* EXERCISE GOAL *
Whenever a line below includes the word "plastic", copy that line.

* SOURCE DATA *

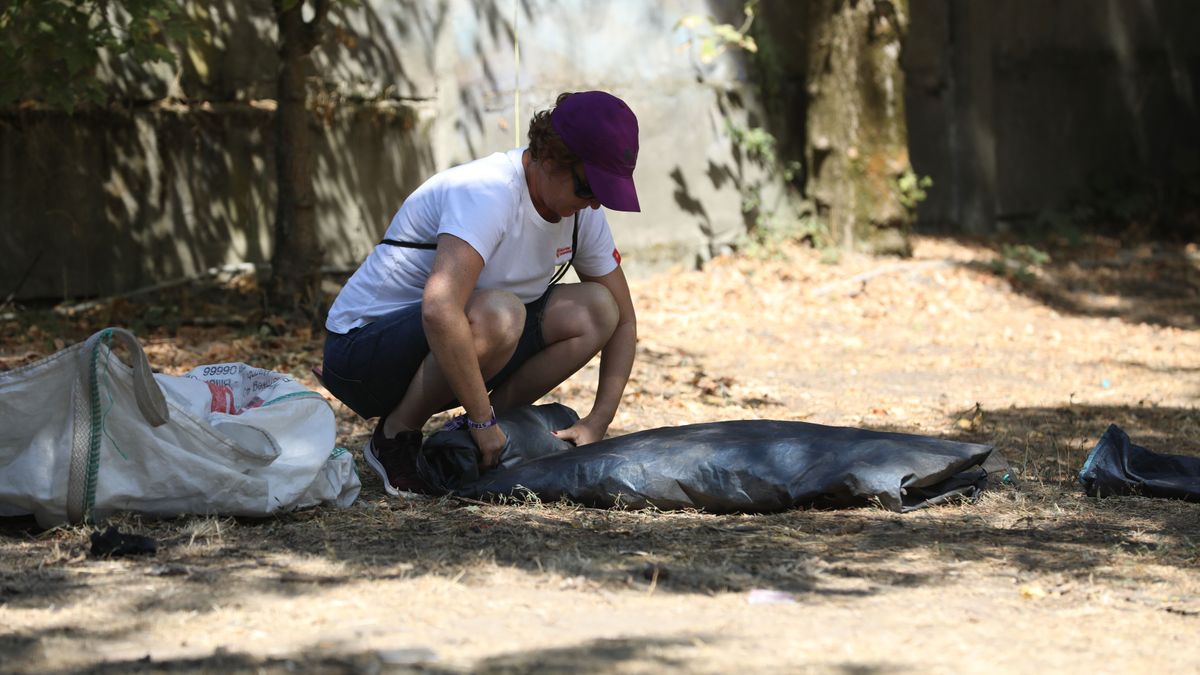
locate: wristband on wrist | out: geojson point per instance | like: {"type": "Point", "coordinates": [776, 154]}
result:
{"type": "Point", "coordinates": [473, 424]}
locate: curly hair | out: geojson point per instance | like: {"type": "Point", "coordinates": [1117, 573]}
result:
{"type": "Point", "coordinates": [545, 144]}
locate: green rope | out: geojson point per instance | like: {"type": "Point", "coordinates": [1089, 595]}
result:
{"type": "Point", "coordinates": [293, 395]}
{"type": "Point", "coordinates": [97, 429]}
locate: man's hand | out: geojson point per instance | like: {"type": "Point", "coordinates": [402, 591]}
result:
{"type": "Point", "coordinates": [491, 442]}
{"type": "Point", "coordinates": [583, 431]}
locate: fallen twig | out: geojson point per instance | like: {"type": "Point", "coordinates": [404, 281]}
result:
{"type": "Point", "coordinates": [913, 266]}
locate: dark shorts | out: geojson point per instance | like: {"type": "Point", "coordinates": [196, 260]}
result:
{"type": "Point", "coordinates": [370, 368]}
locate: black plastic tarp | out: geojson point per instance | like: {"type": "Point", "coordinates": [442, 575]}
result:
{"type": "Point", "coordinates": [1119, 466]}
{"type": "Point", "coordinates": [750, 466]}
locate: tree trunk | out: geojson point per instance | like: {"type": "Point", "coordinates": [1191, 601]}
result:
{"type": "Point", "coordinates": [297, 258]}
{"type": "Point", "coordinates": [857, 147]}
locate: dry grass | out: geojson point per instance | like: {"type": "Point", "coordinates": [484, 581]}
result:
{"type": "Point", "coordinates": [1037, 365]}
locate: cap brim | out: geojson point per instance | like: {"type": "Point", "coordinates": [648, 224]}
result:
{"type": "Point", "coordinates": [616, 192]}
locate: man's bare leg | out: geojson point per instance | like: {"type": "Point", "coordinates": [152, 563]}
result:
{"type": "Point", "coordinates": [577, 323]}
{"type": "Point", "coordinates": [497, 318]}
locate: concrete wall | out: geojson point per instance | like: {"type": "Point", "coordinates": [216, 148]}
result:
{"type": "Point", "coordinates": [179, 175]}
{"type": "Point", "coordinates": [1013, 107]}
{"type": "Point", "coordinates": [1018, 107]}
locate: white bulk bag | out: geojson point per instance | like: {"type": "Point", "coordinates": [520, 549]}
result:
{"type": "Point", "coordinates": [83, 435]}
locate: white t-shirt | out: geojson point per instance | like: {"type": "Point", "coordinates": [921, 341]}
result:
{"type": "Point", "coordinates": [485, 203]}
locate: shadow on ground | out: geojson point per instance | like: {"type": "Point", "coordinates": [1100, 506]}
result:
{"type": "Point", "coordinates": [1043, 525]}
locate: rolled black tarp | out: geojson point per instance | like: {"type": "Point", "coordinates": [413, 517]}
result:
{"type": "Point", "coordinates": [1119, 466]}
{"type": "Point", "coordinates": [745, 466]}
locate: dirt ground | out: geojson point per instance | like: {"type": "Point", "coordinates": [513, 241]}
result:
{"type": "Point", "coordinates": [967, 341]}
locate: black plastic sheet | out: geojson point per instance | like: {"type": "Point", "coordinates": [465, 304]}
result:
{"type": "Point", "coordinates": [1119, 466]}
{"type": "Point", "coordinates": [748, 466]}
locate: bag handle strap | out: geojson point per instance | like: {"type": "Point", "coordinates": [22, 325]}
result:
{"type": "Point", "coordinates": [84, 466]}
{"type": "Point", "coordinates": [151, 402]}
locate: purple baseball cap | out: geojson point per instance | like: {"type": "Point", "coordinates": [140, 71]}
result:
{"type": "Point", "coordinates": [601, 130]}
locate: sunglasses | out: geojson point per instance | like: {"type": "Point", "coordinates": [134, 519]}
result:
{"type": "Point", "coordinates": [582, 190]}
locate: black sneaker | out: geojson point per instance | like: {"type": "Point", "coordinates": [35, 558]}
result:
{"type": "Point", "coordinates": [395, 460]}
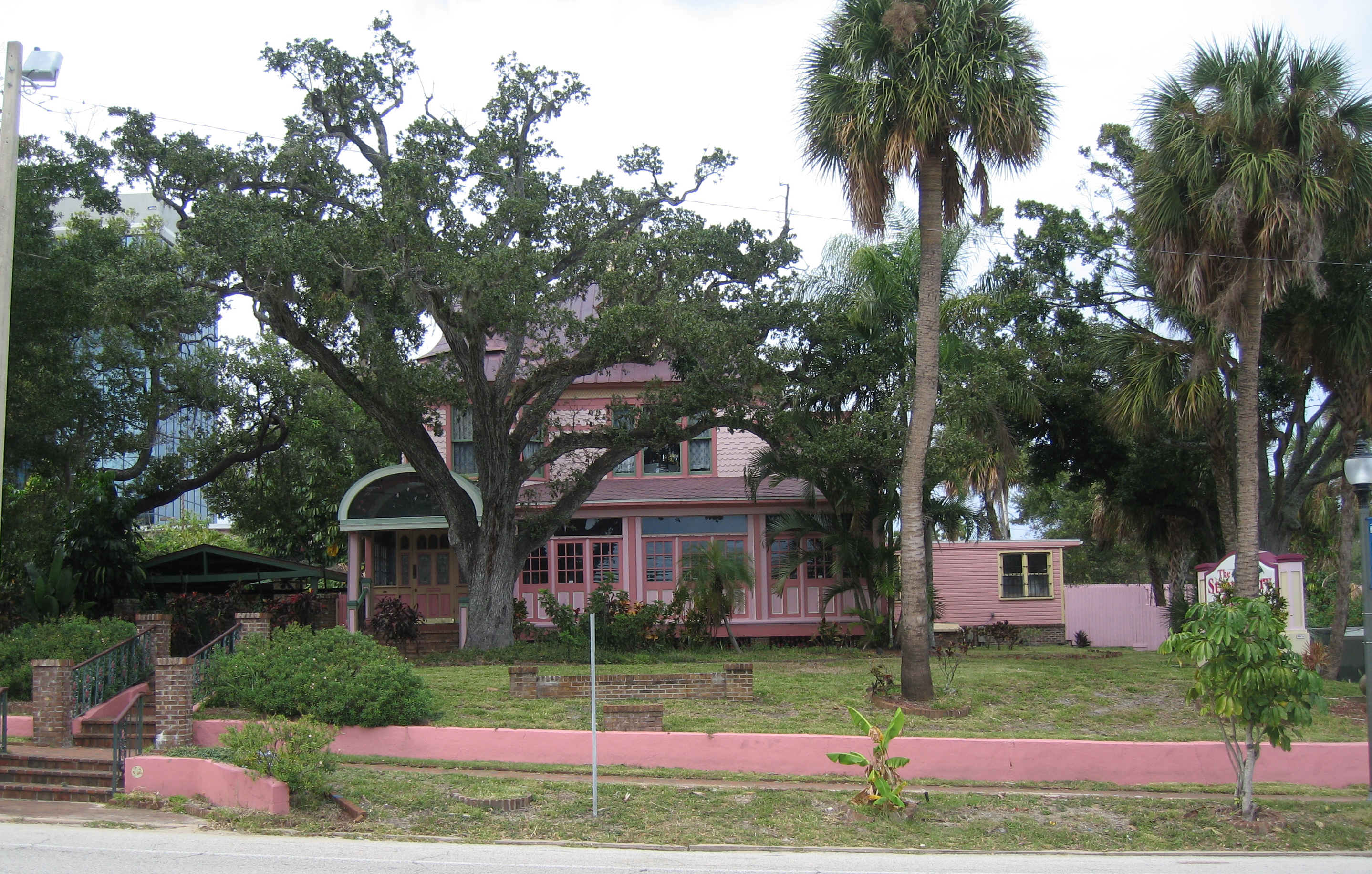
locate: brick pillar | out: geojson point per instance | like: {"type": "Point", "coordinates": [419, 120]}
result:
{"type": "Point", "coordinates": [173, 700]}
{"type": "Point", "coordinates": [523, 681]}
{"type": "Point", "coordinates": [254, 624]}
{"type": "Point", "coordinates": [738, 682]}
{"type": "Point", "coordinates": [52, 702]}
{"type": "Point", "coordinates": [161, 625]}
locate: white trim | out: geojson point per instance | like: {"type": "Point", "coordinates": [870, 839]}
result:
{"type": "Point", "coordinates": [394, 525]}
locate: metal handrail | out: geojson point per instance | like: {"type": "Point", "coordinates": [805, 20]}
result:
{"type": "Point", "coordinates": [120, 740]}
{"type": "Point", "coordinates": [201, 658]}
{"type": "Point", "coordinates": [105, 676]}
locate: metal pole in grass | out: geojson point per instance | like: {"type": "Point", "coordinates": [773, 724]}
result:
{"type": "Point", "coordinates": [594, 760]}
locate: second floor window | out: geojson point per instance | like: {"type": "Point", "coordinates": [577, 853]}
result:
{"type": "Point", "coordinates": [464, 453]}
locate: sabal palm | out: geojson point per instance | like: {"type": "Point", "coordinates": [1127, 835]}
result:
{"type": "Point", "coordinates": [714, 580]}
{"type": "Point", "coordinates": [940, 93]}
{"type": "Point", "coordinates": [1253, 151]}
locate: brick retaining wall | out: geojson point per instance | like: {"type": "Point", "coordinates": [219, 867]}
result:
{"type": "Point", "coordinates": [633, 717]}
{"type": "Point", "coordinates": [732, 684]}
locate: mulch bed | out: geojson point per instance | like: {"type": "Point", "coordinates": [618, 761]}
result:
{"type": "Point", "coordinates": [914, 708]}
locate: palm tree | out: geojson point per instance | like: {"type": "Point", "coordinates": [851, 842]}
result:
{"type": "Point", "coordinates": [714, 580]}
{"type": "Point", "coordinates": [939, 93]}
{"type": "Point", "coordinates": [1252, 151]}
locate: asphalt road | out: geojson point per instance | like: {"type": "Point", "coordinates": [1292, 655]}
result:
{"type": "Point", "coordinates": [65, 850]}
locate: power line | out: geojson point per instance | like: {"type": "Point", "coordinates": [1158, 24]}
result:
{"type": "Point", "coordinates": [751, 209]}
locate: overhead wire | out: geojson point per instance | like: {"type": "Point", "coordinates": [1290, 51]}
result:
{"type": "Point", "coordinates": [736, 206]}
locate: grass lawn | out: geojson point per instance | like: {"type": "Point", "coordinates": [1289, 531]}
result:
{"type": "Point", "coordinates": [401, 803]}
{"type": "Point", "coordinates": [1023, 693]}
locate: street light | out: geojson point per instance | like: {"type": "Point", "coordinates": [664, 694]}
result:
{"type": "Point", "coordinates": [40, 72]}
{"type": "Point", "coordinates": [1357, 471]}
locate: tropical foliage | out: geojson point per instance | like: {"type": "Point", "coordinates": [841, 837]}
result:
{"type": "Point", "coordinates": [1249, 678]}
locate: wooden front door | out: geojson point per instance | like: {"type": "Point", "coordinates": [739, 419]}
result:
{"type": "Point", "coordinates": [426, 575]}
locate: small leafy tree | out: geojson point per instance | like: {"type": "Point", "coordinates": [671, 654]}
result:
{"type": "Point", "coordinates": [884, 785]}
{"type": "Point", "coordinates": [714, 580]}
{"type": "Point", "coordinates": [1247, 678]}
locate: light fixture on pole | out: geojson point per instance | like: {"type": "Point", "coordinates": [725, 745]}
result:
{"type": "Point", "coordinates": [40, 72]}
{"type": "Point", "coordinates": [1357, 471]}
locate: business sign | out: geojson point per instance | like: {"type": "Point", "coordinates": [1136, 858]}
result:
{"type": "Point", "coordinates": [1223, 575]}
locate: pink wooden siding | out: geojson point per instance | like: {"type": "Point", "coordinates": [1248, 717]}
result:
{"type": "Point", "coordinates": [968, 578]}
{"type": "Point", "coordinates": [1116, 616]}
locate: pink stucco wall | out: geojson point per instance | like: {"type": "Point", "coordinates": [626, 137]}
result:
{"type": "Point", "coordinates": [968, 577]}
{"type": "Point", "coordinates": [935, 758]}
{"type": "Point", "coordinates": [224, 785]}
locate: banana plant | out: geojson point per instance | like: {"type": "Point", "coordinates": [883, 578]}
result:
{"type": "Point", "coordinates": [52, 592]}
{"type": "Point", "coordinates": [884, 785]}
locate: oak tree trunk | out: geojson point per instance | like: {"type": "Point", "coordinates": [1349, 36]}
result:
{"type": "Point", "coordinates": [915, 678]}
{"type": "Point", "coordinates": [1247, 452]}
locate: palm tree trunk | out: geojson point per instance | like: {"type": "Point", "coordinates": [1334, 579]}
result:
{"type": "Point", "coordinates": [1349, 519]}
{"type": "Point", "coordinates": [1246, 439]}
{"type": "Point", "coordinates": [915, 680]}
{"type": "Point", "coordinates": [1222, 467]}
{"type": "Point", "coordinates": [729, 630]}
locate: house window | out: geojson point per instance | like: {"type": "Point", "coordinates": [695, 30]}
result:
{"type": "Point", "coordinates": [536, 569]}
{"type": "Point", "coordinates": [1025, 575]}
{"type": "Point", "coordinates": [663, 459]}
{"type": "Point", "coordinates": [464, 453]}
{"type": "Point", "coordinates": [821, 563]}
{"type": "Point", "coordinates": [604, 562]}
{"type": "Point", "coordinates": [571, 564]}
{"type": "Point", "coordinates": [697, 453]}
{"type": "Point", "coordinates": [625, 420]}
{"type": "Point", "coordinates": [658, 562]}
{"type": "Point", "coordinates": [780, 551]}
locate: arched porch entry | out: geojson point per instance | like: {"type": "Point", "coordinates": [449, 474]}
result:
{"type": "Point", "coordinates": [398, 545]}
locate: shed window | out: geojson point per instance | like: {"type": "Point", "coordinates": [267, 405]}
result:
{"type": "Point", "coordinates": [1025, 575]}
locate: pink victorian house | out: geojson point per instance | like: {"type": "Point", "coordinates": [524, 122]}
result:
{"type": "Point", "coordinates": [638, 523]}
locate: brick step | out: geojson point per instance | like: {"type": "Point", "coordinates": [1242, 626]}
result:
{"type": "Point", "coordinates": [63, 763]}
{"type": "Point", "coordinates": [55, 779]}
{"type": "Point", "coordinates": [54, 793]}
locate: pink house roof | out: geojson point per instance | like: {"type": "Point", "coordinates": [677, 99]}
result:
{"type": "Point", "coordinates": [680, 490]}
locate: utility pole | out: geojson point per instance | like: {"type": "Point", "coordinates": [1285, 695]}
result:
{"type": "Point", "coordinates": [9, 186]}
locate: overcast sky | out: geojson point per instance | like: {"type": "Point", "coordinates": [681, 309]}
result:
{"type": "Point", "coordinates": [682, 74]}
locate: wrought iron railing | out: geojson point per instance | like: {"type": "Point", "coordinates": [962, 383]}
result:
{"type": "Point", "coordinates": [105, 676]}
{"type": "Point", "coordinates": [201, 667]}
{"type": "Point", "coordinates": [131, 721]}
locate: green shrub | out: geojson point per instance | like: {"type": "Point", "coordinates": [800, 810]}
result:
{"type": "Point", "coordinates": [76, 638]}
{"type": "Point", "coordinates": [331, 676]}
{"type": "Point", "coordinates": [294, 752]}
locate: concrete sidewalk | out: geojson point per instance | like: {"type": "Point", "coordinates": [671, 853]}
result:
{"type": "Point", "coordinates": [82, 814]}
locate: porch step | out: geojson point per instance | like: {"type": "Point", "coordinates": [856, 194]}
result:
{"type": "Point", "coordinates": [55, 793]}
{"type": "Point", "coordinates": [101, 732]}
{"type": "Point", "coordinates": [54, 779]}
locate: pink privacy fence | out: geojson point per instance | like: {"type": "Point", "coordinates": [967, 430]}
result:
{"type": "Point", "coordinates": [1116, 616]}
{"type": "Point", "coordinates": [934, 758]}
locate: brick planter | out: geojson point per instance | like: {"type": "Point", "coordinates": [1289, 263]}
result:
{"type": "Point", "coordinates": [633, 717]}
{"type": "Point", "coordinates": [732, 684]}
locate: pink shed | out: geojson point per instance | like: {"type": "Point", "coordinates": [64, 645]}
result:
{"type": "Point", "coordinates": [1019, 581]}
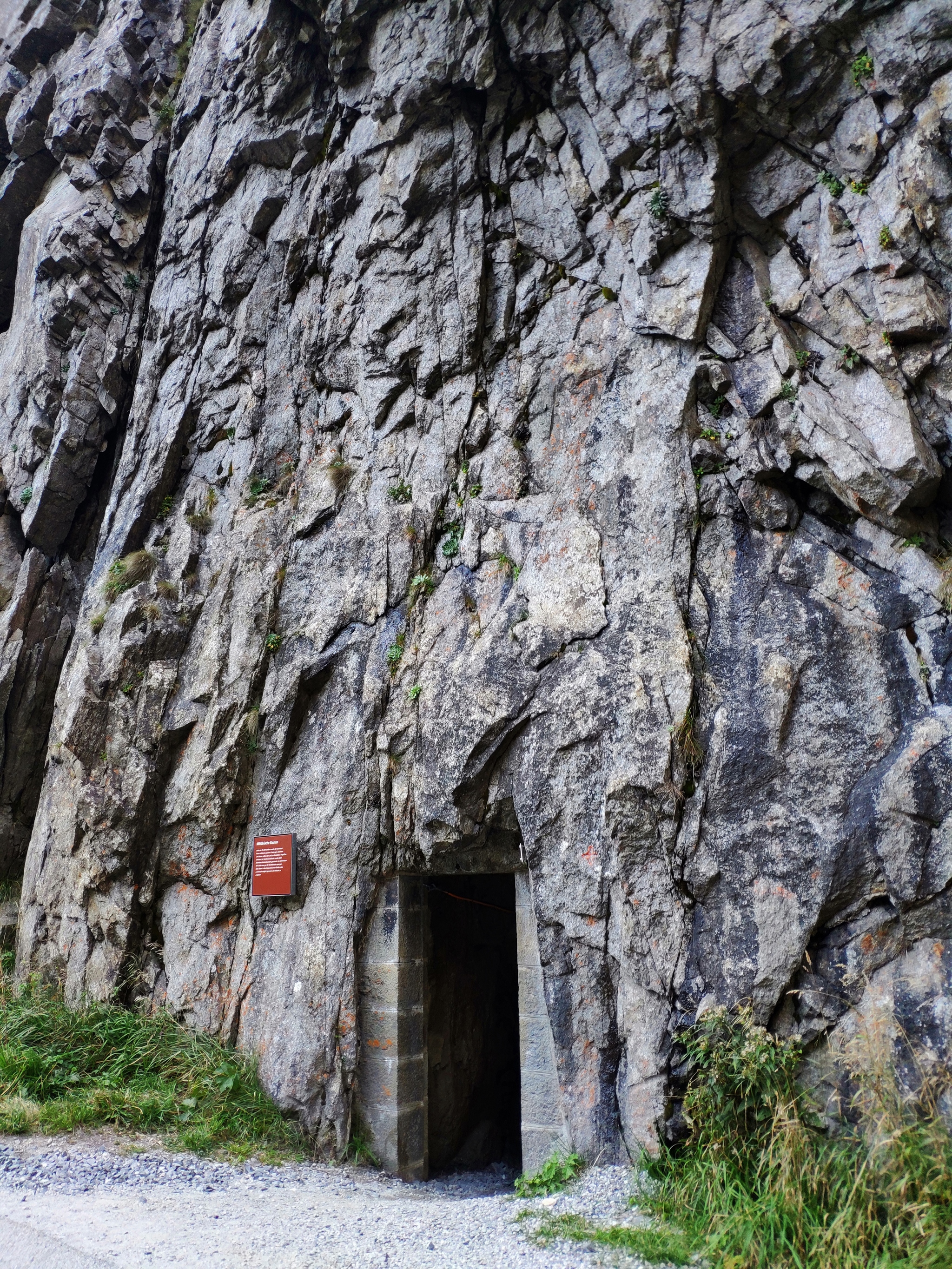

* OUTPUT *
locate: black plastic tarp | out: geojson point per instance | like: {"type": "Point", "coordinates": [442, 575]}
locate: black plastic sheet | out: geojson point per instance | like: {"type": "Point", "coordinates": [465, 304]}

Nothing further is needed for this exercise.